### Do this
Copy out all of the material, matching it word for word.

(Entries from a dataset)

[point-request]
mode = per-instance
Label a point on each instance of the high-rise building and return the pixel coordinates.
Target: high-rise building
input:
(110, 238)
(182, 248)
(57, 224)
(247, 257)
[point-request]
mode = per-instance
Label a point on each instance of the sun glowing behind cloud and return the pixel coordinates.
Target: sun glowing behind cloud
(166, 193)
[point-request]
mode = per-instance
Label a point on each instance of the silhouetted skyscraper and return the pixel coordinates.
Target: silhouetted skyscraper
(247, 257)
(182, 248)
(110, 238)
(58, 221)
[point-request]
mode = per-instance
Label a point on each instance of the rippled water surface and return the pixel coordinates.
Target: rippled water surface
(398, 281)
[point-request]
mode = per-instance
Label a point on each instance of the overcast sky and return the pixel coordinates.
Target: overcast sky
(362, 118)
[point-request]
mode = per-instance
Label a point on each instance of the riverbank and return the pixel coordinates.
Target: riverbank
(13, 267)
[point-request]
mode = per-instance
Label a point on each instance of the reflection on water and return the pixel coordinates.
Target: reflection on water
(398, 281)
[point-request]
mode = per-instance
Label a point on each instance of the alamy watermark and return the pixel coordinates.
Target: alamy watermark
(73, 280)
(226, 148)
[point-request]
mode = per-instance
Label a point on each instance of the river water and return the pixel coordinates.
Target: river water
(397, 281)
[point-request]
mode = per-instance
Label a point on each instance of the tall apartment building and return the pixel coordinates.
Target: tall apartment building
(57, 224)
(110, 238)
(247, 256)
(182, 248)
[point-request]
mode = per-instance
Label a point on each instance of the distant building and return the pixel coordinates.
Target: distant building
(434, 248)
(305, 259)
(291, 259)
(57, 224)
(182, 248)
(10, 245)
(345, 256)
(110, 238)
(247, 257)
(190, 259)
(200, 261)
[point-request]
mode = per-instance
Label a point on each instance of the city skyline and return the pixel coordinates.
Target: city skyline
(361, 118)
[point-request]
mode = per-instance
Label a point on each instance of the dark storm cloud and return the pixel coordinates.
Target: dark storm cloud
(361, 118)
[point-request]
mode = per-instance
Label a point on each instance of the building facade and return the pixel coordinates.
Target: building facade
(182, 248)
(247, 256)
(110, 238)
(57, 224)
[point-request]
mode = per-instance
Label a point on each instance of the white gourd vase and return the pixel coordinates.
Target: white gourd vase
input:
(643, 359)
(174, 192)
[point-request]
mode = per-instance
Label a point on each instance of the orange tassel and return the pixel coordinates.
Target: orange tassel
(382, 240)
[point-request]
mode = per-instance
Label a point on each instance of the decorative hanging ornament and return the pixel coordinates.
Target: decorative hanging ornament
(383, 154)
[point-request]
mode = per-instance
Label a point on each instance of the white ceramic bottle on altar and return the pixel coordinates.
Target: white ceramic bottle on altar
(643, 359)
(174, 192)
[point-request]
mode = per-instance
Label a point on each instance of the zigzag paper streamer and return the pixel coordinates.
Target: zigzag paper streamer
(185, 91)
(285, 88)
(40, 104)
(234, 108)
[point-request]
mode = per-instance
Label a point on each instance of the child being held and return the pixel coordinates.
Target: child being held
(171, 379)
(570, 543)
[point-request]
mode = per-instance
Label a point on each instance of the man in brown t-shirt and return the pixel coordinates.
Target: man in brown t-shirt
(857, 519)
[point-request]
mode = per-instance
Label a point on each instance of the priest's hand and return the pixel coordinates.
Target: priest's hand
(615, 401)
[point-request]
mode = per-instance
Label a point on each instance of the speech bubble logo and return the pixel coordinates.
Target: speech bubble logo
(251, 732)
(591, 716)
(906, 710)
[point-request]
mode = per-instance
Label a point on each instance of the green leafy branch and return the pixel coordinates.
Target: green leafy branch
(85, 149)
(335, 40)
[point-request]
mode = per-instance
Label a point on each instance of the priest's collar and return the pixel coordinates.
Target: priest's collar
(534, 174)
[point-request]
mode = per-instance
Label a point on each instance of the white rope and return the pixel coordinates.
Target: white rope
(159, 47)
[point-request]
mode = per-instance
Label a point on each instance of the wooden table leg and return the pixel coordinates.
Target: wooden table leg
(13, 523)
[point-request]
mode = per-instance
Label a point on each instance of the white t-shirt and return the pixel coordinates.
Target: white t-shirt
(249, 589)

### The completed task
[point-request]
mode = per-instance
Label a point on each instance of the high-rise building and return the pixel coordinates.
Target: high-rise building
input:
(110, 238)
(182, 248)
(57, 224)
(247, 257)
[point-request]
mode = per-instance
Label a point on each instance of the sun glowing behind cloud and return the pixel coordinates.
Target: sun glowing behind cloud
(166, 193)
[point-request]
mode = per-instance
Label a point on each instance of the silhouetted skyscraper and return the pixel coordinates.
Target: silhouetted skyscraper
(247, 257)
(182, 248)
(110, 238)
(58, 221)
[point-request]
mode = per-instance
Label a point on each instance of the rippled water surface and return the pixel coordinates.
Target: rippled water surface
(398, 281)
[point-request]
mode = per-instance
Label a point on each instance of the overcast sky and return the pixel coordinates.
Target: overcast sky
(362, 118)
[point-request]
mode = per-instance
Label a point on each instance of the riverbank and return the pixel coordinates.
Target: riverbank
(13, 267)
[point-request]
mode = per-instance
Label a point on each instance of the reflection on water and return the pixel coordinates.
Target: reflection on water
(398, 281)
[point-request]
mode = per-instance
Label a point on each instance of the alamy watermark and return the pixel coordinates.
Target: alamy watermark
(73, 280)
(226, 148)
[point-request]
mode = per-instance
Label a point on each instance of the river water and return the pixel coordinates.
Target: river water
(397, 281)
[point-request]
mode = per-instance
Label a point on each instance of the tall apartment building and return the pixel coordinates.
Target: tall apartment building
(57, 224)
(110, 238)
(247, 256)
(182, 248)
[point-request]
mode = per-instance
Label a point on each instance of the distant building and return the pixel coordinates.
Target: distant building
(434, 248)
(305, 259)
(291, 259)
(57, 224)
(182, 248)
(10, 245)
(345, 256)
(110, 238)
(247, 257)
(190, 259)
(200, 261)
[point-request]
mode = per-instance
Label a point on each instance of the city skyline and return the pixel coordinates.
Target: city skyline
(361, 118)
[point-request]
mode = per-instance
Label a point on each instance of the dark storm cloud and return the pixel coordinates.
Target: dark storm cloud
(361, 118)
[point-request]
mode = per-instance
Label a point on each instance of the building facade and return the pixel coordinates.
Target: building facade
(182, 248)
(247, 256)
(110, 238)
(57, 224)
[point-request]
mode = per-instance
Label a point on each instance of the white gourd vase and return the pixel coordinates.
Target: white gourd vase
input:
(643, 359)
(174, 192)
[point-request]
mode = per-instance
Label a point on each instance of the orange tassel and return the pixel coordinates.
Target: orange tassel
(382, 240)
[point-request]
mode = per-instance
Label a point on each instance of the decorative hanging ornament and return the pixel coordinates.
Target: decorative hanging ornament
(383, 154)
[point-request]
mode = per-instance
Label a point on each instance of the white ceramic bottle on altar and return the pixel coordinates.
Target: white ceramic bottle on altar
(643, 359)
(174, 192)
[point-request]
mode = per-instance
Label a point on each instance of the zigzag paper streamer and return the pixel coordinates.
Target: zigzag paper streamer
(185, 91)
(285, 88)
(40, 104)
(234, 108)
[point-request]
mode = per-instance
Label a point on each instance of the child being held and return the pixel coordinates.
Target: child being held
(171, 379)
(570, 543)
[point-request]
mode = per-instance
Label a point on each instance of the man in brown t-shirt and return the pixel coordinates.
Target: man in brown t-shirt
(857, 519)
[point-request]
mode = per-instance
Label a point on each instance of the priest's hand and return the pixel coordinates.
Target: priest's hand
(615, 401)
[point-request]
mode = per-instance
Label a point on each instance of the speech bubble logo and return the pixel coordinates.
Target: speech bubble logo
(251, 732)
(591, 716)
(906, 710)
[point-request]
mode = per-instance
Label a point on each instance of the green leafy branch and return the pixel coordinates.
Target: green leafy branch
(85, 149)
(335, 40)
[point-request]
mode = per-instance
Label a point on each instance of the priest's collar and return the pixel coordinates.
Target: priest's collar
(534, 174)
[point-request]
mode = per-instance
Label a point on each instance of the white rope and return the pixel coordinates.
Target: white rope
(159, 47)
[point-request]
mode = per-instance
Label a point on each instance of the wooden table leg and return the pixel coordinates.
Target: wooden table leg
(13, 523)
[point-request]
mode = per-instance
Label a point on each instance of the white t-shirt and return the pixel coordinates.
Target: white t-shirt
(249, 589)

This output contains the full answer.